WHAT THE TASK ASKS: Set down the data below word for word, starting at the line that contains "of the collar" and ending at the last line of the data.

** BEGIN THE RECORDS **

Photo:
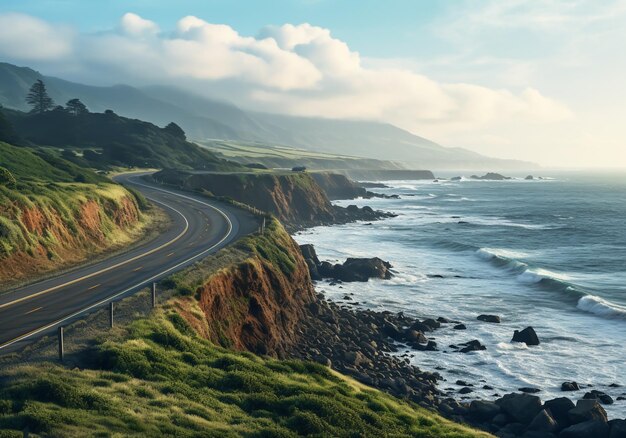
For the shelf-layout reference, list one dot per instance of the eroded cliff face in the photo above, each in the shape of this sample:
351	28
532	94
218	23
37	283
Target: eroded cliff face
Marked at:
52	229
294	198
256	301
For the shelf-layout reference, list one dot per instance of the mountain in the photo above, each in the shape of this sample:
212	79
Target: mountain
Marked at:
204	118
106	139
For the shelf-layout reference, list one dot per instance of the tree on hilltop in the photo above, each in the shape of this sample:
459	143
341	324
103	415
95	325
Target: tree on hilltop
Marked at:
38	98
76	107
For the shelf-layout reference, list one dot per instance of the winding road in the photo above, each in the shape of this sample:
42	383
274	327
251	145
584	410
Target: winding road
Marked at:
198	227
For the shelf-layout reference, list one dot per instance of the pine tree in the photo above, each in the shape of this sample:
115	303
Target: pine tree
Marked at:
38	98
76	107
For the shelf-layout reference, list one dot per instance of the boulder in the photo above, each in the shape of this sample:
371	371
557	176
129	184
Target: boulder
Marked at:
543	422
586	429
362	269
415	336
529	390
308	252
617	429
432	323
586	410
569	386
355	358
528	336
474	345
489	318
602	397
522	407
559	408
483	410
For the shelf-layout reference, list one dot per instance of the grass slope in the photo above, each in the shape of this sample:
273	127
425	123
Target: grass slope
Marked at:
160	379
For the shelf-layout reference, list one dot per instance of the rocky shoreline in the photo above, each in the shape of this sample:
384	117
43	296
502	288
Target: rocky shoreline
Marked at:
375	348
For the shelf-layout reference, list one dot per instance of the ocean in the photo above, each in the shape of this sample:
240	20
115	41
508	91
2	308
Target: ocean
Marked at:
547	253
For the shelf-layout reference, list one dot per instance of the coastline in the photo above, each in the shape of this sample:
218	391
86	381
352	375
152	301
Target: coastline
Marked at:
453	397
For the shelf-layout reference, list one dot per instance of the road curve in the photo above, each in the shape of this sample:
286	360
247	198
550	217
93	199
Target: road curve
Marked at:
199	227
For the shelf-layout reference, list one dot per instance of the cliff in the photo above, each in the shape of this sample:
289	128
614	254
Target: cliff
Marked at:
294	198
255	302
338	186
49	221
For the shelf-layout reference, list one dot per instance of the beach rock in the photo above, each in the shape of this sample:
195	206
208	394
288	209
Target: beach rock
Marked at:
474	345
483	410
431	323
543	422
415	336
489	318
308	252
569	386
586	410
529	390
522	407
586	429
604	398
617	429
528	336
559	408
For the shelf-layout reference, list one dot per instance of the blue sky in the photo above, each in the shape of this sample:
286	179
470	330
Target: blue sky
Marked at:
539	80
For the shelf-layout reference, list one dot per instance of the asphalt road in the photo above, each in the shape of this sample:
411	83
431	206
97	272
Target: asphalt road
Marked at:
199	227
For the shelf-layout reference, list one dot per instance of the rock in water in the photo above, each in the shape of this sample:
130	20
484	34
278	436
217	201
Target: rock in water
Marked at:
587	429
522	407
528	336
559	407
489	318
543	422
586	410
569	386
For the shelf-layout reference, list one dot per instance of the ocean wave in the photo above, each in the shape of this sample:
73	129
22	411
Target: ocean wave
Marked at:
601	307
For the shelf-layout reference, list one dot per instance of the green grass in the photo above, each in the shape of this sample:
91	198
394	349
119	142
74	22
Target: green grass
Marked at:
161	379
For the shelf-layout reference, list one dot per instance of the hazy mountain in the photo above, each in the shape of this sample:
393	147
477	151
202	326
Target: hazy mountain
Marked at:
203	118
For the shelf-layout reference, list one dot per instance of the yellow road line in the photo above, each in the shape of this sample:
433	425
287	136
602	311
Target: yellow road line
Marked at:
99	303
10	303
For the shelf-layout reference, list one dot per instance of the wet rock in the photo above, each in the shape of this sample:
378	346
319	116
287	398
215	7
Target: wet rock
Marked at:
586	429
522	407
604	398
474	345
569	386
528	336
543	422
617	429
529	390
483	410
489	318
586	410
559	408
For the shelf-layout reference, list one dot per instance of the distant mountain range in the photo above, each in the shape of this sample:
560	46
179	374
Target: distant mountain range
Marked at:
203	119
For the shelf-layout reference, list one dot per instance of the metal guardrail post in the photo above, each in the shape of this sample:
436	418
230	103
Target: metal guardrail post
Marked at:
61	346
153	295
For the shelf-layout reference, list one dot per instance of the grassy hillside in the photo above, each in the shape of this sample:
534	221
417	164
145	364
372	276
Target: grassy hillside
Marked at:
160	379
53	214
106	139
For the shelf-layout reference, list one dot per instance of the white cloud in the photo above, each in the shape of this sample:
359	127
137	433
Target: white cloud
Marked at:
297	69
31	39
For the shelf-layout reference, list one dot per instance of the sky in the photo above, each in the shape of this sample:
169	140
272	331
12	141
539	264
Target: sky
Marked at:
537	80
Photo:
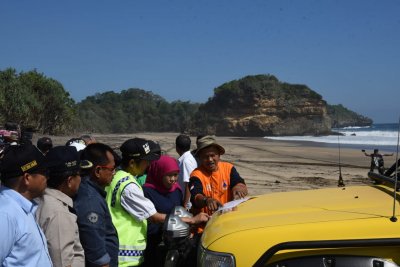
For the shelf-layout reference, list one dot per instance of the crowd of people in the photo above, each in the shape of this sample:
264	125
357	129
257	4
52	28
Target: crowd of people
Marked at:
84	204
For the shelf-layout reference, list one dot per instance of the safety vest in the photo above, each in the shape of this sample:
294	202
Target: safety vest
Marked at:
131	233
216	184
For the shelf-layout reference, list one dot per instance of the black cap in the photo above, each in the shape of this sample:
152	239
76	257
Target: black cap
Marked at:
138	148
65	158
155	147
44	143
20	159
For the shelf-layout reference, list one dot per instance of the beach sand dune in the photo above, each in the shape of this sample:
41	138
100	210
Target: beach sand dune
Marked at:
268	165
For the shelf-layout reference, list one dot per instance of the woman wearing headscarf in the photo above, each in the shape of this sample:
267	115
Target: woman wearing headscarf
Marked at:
162	189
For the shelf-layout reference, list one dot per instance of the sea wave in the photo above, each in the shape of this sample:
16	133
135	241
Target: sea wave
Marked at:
379	139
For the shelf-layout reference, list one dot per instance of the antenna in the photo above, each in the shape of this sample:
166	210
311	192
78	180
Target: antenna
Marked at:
340	181
393	218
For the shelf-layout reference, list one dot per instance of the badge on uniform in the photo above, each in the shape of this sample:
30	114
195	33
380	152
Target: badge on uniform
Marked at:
93	217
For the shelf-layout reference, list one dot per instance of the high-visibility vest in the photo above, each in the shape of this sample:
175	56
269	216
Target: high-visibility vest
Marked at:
131	233
215	184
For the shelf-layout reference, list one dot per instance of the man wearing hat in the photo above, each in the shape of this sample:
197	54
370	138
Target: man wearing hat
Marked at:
128	206
56	214
97	233
214	182
23	178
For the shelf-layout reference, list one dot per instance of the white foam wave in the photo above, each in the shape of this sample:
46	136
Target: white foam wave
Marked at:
355	127
361	138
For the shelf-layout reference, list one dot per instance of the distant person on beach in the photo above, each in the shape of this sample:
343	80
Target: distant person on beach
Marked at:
376	160
187	163
214	182
78	143
88	139
97	233
23	178
55	213
44	144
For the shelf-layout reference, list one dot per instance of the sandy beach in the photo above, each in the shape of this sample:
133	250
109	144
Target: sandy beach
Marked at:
267	165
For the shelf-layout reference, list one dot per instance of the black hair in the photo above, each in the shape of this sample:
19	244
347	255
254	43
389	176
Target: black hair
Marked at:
56	179
124	162
11	182
97	154
183	142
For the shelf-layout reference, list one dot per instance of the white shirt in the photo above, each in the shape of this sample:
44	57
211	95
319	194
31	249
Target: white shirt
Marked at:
187	164
136	204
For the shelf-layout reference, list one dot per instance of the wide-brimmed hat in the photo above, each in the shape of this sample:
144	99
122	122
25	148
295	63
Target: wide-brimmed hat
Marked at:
138	148
207	141
20	159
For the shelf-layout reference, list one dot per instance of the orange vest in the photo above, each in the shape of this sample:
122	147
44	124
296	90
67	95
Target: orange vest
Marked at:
216	184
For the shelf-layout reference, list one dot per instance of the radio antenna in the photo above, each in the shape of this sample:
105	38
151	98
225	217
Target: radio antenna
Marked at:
393	218
340	181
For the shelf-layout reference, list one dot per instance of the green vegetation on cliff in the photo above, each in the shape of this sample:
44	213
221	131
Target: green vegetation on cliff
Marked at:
262	105
343	117
254	105
34	100
134	110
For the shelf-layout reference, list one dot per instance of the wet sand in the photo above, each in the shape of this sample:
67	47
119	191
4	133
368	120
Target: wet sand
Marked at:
268	165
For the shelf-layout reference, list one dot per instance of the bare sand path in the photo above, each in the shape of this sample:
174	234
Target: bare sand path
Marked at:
270	166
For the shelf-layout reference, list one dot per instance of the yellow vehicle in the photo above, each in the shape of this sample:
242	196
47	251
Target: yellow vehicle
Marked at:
343	226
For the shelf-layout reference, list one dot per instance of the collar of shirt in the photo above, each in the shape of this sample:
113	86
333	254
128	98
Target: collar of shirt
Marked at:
27	205
101	191
57	194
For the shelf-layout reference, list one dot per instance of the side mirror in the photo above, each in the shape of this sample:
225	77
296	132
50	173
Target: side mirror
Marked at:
175	230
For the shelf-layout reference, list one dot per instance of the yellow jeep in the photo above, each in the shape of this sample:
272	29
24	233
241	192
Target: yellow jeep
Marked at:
344	226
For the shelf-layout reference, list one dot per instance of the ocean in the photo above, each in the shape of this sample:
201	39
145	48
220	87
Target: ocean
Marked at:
382	136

** END THE RECORDS **

OUTPUT:
For the shelf-layout reference, list one dot per instance of the collar of shirt in the photo above, each in the shape of this sample:
113	86
333	254
128	98
Target: collar of shirt
Marked at:
27	205
101	191
57	194
For the shelf-layout reference, list one dot per instance of the side mirror in the photo above, each in the shape of this sample:
225	77
296	132
50	173
Target: side mirror
Marked at:
175	230
For the shelf-layout reference, list one dot per instance of the yellow jeep in the photo above, each in the shape of this sample:
272	29
24	233
241	192
Target: yellow jeep
Marked at:
344	226
For the shelf-layout reference, list one dot per instance of the ocean in the photo above, each in the shape of this sample:
201	39
145	48
220	87
Target: ocean
Marked at:
382	136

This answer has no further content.